[Point annotation records]
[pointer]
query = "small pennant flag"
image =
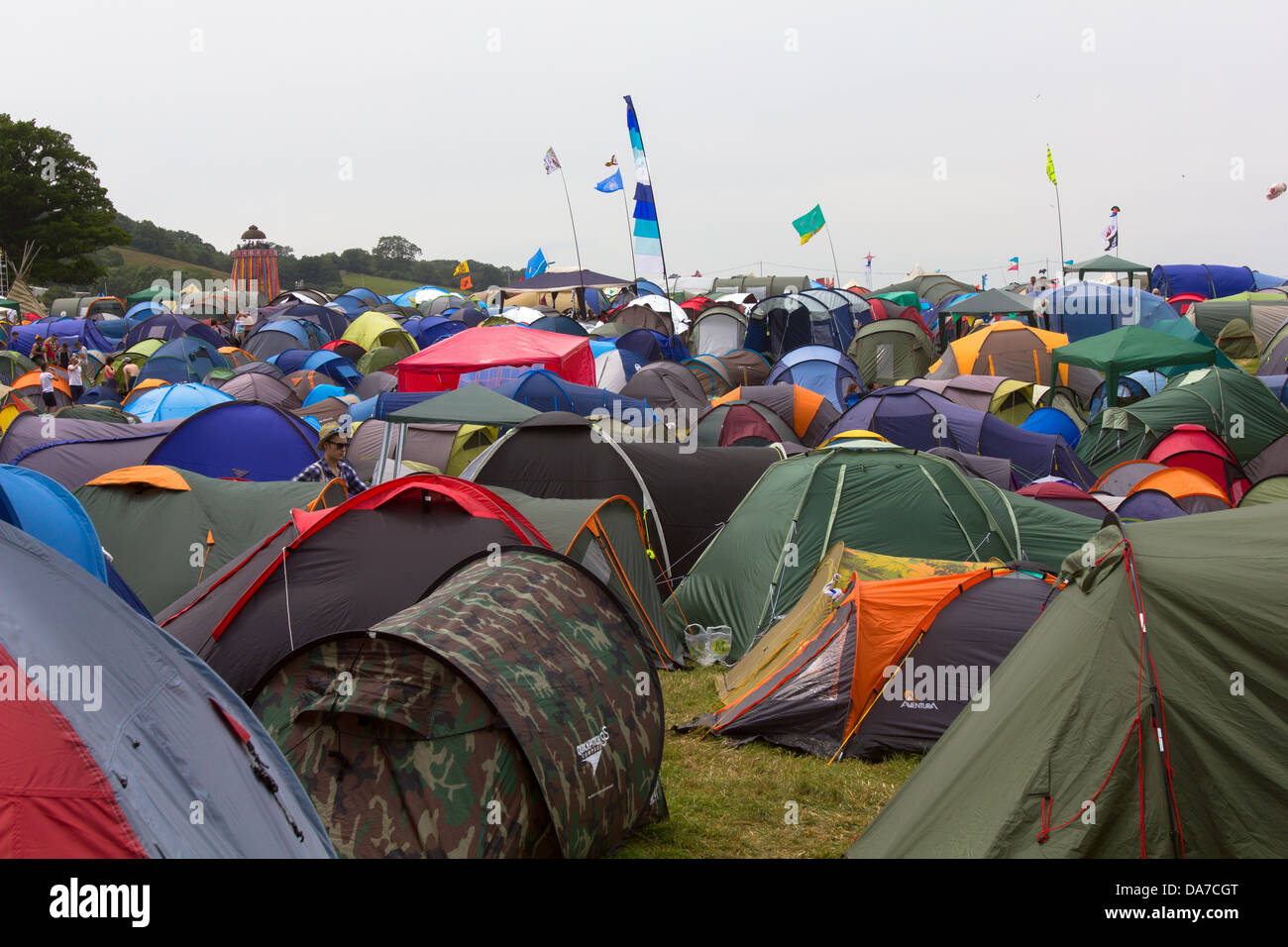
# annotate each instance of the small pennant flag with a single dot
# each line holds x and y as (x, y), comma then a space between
(536, 265)
(810, 223)
(613, 182)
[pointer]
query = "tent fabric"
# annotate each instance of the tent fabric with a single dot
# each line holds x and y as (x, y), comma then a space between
(77, 451)
(240, 620)
(441, 367)
(1207, 279)
(167, 528)
(805, 504)
(115, 776)
(1073, 711)
(544, 716)
(921, 420)
(1222, 399)
(243, 440)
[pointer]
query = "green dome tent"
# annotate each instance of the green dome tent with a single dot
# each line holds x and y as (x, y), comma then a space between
(1068, 764)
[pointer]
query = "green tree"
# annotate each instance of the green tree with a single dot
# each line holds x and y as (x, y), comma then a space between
(51, 196)
(397, 250)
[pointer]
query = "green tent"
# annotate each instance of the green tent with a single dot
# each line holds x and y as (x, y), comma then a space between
(893, 501)
(467, 405)
(1233, 405)
(606, 536)
(1126, 350)
(1107, 264)
(1065, 762)
(168, 528)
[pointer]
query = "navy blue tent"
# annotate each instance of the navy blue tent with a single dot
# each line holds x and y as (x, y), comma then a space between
(819, 368)
(545, 390)
(170, 326)
(243, 440)
(1202, 278)
(919, 419)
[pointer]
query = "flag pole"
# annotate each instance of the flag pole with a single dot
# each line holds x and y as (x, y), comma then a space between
(835, 266)
(581, 273)
(630, 241)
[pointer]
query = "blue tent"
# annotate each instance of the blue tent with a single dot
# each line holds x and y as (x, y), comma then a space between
(919, 419)
(241, 440)
(174, 401)
(121, 776)
(819, 368)
(1048, 420)
(545, 390)
(278, 335)
(72, 331)
(170, 326)
(1202, 278)
(1083, 309)
(180, 360)
(43, 508)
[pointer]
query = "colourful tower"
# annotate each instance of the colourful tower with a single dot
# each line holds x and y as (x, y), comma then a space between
(256, 261)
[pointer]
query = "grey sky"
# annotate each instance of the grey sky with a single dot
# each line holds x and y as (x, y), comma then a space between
(207, 116)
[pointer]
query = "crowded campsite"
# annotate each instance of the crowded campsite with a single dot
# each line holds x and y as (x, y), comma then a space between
(377, 556)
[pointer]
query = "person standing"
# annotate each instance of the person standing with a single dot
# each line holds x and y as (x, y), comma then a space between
(47, 385)
(334, 445)
(73, 377)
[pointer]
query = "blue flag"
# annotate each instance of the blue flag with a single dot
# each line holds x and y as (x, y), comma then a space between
(536, 265)
(610, 183)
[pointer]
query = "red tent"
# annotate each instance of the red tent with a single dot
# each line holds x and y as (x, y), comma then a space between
(439, 368)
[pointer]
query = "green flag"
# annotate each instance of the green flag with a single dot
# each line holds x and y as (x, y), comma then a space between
(810, 223)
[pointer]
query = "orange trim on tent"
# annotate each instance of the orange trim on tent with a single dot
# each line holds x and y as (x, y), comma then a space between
(143, 475)
(1179, 482)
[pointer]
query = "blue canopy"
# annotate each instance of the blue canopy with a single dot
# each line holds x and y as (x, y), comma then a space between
(1083, 309)
(1202, 278)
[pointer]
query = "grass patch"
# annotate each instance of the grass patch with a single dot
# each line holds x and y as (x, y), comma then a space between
(378, 283)
(730, 801)
(137, 258)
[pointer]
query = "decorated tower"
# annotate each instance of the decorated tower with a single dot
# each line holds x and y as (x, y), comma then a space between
(256, 261)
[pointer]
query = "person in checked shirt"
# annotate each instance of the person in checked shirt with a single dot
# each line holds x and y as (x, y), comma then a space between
(334, 445)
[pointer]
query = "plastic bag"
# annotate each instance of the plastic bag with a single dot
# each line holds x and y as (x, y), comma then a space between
(708, 644)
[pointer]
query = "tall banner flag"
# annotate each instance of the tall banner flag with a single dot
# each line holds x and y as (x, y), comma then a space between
(809, 223)
(649, 257)
(610, 183)
(536, 265)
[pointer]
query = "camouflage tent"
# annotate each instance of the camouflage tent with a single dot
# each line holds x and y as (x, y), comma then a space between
(511, 712)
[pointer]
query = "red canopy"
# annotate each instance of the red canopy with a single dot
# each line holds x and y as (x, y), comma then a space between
(439, 368)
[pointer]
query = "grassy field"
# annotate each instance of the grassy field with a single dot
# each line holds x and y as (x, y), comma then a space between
(378, 283)
(732, 801)
(137, 258)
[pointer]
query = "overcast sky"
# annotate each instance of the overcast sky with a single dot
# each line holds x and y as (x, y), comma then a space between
(921, 128)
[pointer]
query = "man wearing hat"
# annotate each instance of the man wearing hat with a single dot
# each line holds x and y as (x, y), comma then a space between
(334, 444)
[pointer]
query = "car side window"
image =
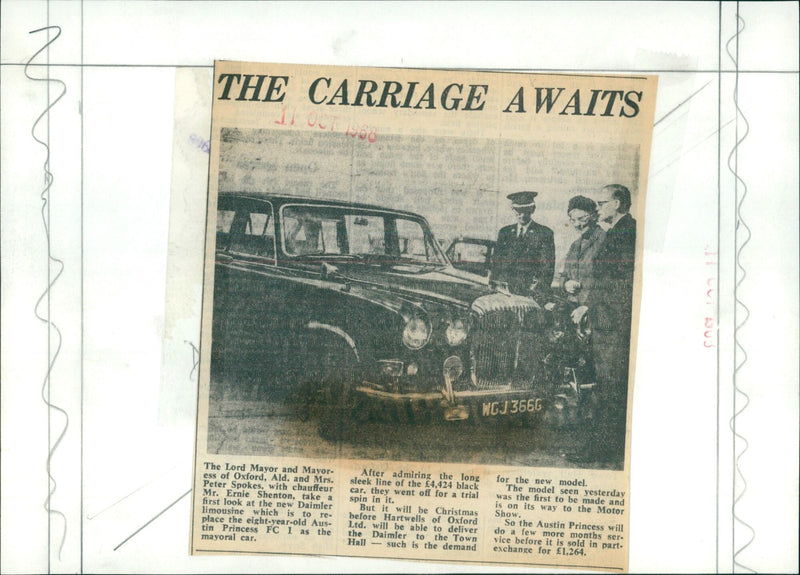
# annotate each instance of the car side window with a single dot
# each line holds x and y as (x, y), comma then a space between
(224, 222)
(253, 232)
(468, 252)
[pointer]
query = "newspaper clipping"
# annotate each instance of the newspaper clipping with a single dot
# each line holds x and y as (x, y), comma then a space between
(419, 316)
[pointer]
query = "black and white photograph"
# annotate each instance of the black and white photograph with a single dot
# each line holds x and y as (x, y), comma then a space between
(422, 298)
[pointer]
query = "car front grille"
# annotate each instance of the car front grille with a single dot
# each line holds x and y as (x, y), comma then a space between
(501, 349)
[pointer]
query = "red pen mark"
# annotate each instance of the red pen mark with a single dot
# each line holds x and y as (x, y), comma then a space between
(709, 325)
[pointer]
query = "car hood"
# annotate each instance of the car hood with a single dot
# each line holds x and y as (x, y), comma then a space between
(417, 283)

## OBJECTIVE
Copy all of the records above line for line, without the pictures.

## RESULT OF THE EXERCISE
[pointer]
query = "small pennant flag"
image =
# annotate each instance of the small pennant flag with a single dot
# each line holds x and y as (x, y), comma then a space between
(536, 265)
(810, 223)
(613, 182)
[pointer]
query = "tent fabric"
# annotate each instance of the tent fabric with a single dot
# each line holds x and y as (x, y), comma then a space between
(77, 451)
(240, 620)
(441, 367)
(1207, 279)
(167, 528)
(805, 504)
(115, 776)
(1073, 711)
(544, 716)
(921, 420)
(1222, 399)
(243, 440)
[pointer]
query = "green dome tent"
# annotate each instance of the green dome tent with a single dot
# each line holds x and y as (x, y), comma then a space between
(1068, 764)
[pointer]
query = "green tree"
# annotate each instance of the green tree with a single dot
# each line holds x and y as (x, y), comma then a space between
(51, 196)
(397, 250)
[pointer]
query = "green tent"
# annotate each instance of the green tent with a single dot
# each line holds x and y as (x, y), comma then a space between
(893, 501)
(467, 405)
(1233, 405)
(606, 536)
(1126, 350)
(1107, 264)
(1065, 762)
(168, 528)
[pointer]
query = "navy blue tent"
# annotate each instance of the navy blue tent with a single dot
# each line holds x and y as (x, y), comma then a space between
(819, 368)
(545, 390)
(170, 326)
(243, 440)
(1202, 278)
(919, 419)
[pointer]
query = "flag pole"
# annotate each instance of the flag pole with a single dot
# each line holds x and y as (x, y), comma then a space between
(835, 266)
(581, 273)
(630, 241)
[pointer]
query = "blue tent"
# annotate each instance of the blue tent with a single dot
# each line holds x and y as (x, y), comma then a space between
(919, 419)
(241, 440)
(174, 401)
(121, 776)
(819, 368)
(1048, 420)
(545, 390)
(278, 335)
(72, 331)
(170, 326)
(1202, 278)
(1083, 309)
(180, 360)
(43, 508)
[pointer]
query = "colourful tower"
# annotate each instance of the colourful tower with a single dot
# each line holds x and y as (x, y), comma then a space between
(256, 261)
[pointer]
query = "grey sky"
# annotate each instance of the grey sky with a single dot
# each line holds x and y as (x, y), comma then a space between
(207, 116)
[pointer]
query = "crowded campsite"
# annotate each instance of the crowded campsite with a single dot
# each line holds x and y as (x, y), comma then a space between
(377, 556)
[pointer]
query = "person standing"
# annotate each instance of the person standing with a single dot
# each line holds x and y as (x, y), comma then a space between
(47, 385)
(334, 445)
(73, 377)
[pointer]
query = "blue flag"
# annotate each instance of the blue flag with a single dot
# each line holds x and y as (x, y), comma then a space between
(536, 265)
(610, 183)
[pointer]
query = "red tent"
# annotate each instance of the red tent with a single dot
# each line holds x and y as (x, y), comma then a space between
(439, 368)
[pointer]
query = "green flag"
# annotate each instance of the green flag with a single dot
# each line holds x and y as (x, y), comma then a space between
(810, 223)
[pointer]
query = "orange trim on tent"
# annotate each instance of the orange trim on tent with a single dot
# each line holds x and y as (x, y), comma then a space between
(143, 475)
(1179, 482)
[pointer]
query = "blue canopy"
# annotate each instance of the blue canopy with a single dot
# each line holds x and y as (x, y), comma then a space between
(1083, 309)
(1202, 278)
[pointer]
query = "grass patch"
# annotate each instance of the grass patch with a single dot
# each line holds x and y as (x, y), comma then a space between
(378, 283)
(730, 801)
(137, 258)
[pointer]
query = "decorated tower"
# annotate each instance of the decorated tower with a single dot
# each line holds x and y as (x, y), comma then a space between
(256, 261)
[pointer]
query = "person in checked shirt"
# annotate each instance of the person in checked shirt with a single dot
# each line holds x and y as (x, y), comma then a space between
(334, 445)
[pointer]
query = "plastic bag"
# annotate each instance of the plastic bag with a single dot
# each line holds x and y as (x, y), comma then a space between
(708, 644)
[pointer]
query = "tall banner flag"
# annotate each instance of the tall banner flag with a single dot
# each line holds x and y as (x, y), comma then a space between
(809, 223)
(649, 257)
(610, 183)
(536, 265)
[pointer]
query = "camouflage tent"
# annotate each instance of the camouflage tent with a single dot
# each line holds x and y as (x, y), comma then a space between
(511, 712)
[pointer]
query = "red canopy"
# annotate each instance of the red canopy with a single dot
# each line holds x and y as (x, y), comma then a space between
(439, 368)
[pointer]
query = "grassy field"
# annotate each instance of the grassy field with a single dot
# each line holds x and y as (x, y), comma then a space between
(378, 283)
(732, 801)
(137, 258)
[pointer]
query = "overcast sky"
# annotate each instance of the overcast sky with a single dot
# each line holds x and y as (x, y), comma then a space between
(921, 128)
[pointer]
query = "man wearing hat"
# annotate each instance of the man wearing hat with a single dot
# each line holds x and y as (x, y), comma then a space between
(334, 444)
[pointer]
query = "car side window"
image =
# annotate each instance of the car side window with a single dot
# each line holds x and y as (x, y), comma then a space between
(224, 222)
(253, 232)
(468, 252)
[pointer]
query = "newspaper clipping"
# annotate each instance of the newspaper clipping with a single dot
# each line holds x and y as (x, y), comma then a space between
(419, 316)
[pointer]
query = "black and white photograph"
# annotate each instance of the black and white photograph with a single dot
# each line holds x and y as (x, y), comma then a space between
(422, 298)
[pointer]
query = "car front grille"
# annotate each instance of the car front grille with a single dot
# each line holds x and y as (x, y), comma then a space between
(501, 349)
[pointer]
query = "red pen mark"
# annotate each instance of the red pen mark with a single dot
# each line holds x and y as (x, y), comma then a space between
(709, 325)
[pointer]
query = "car hood"
# annotate each instance of the car hood with a single dot
# each line holds x and y as (x, y), comma then a space between
(417, 283)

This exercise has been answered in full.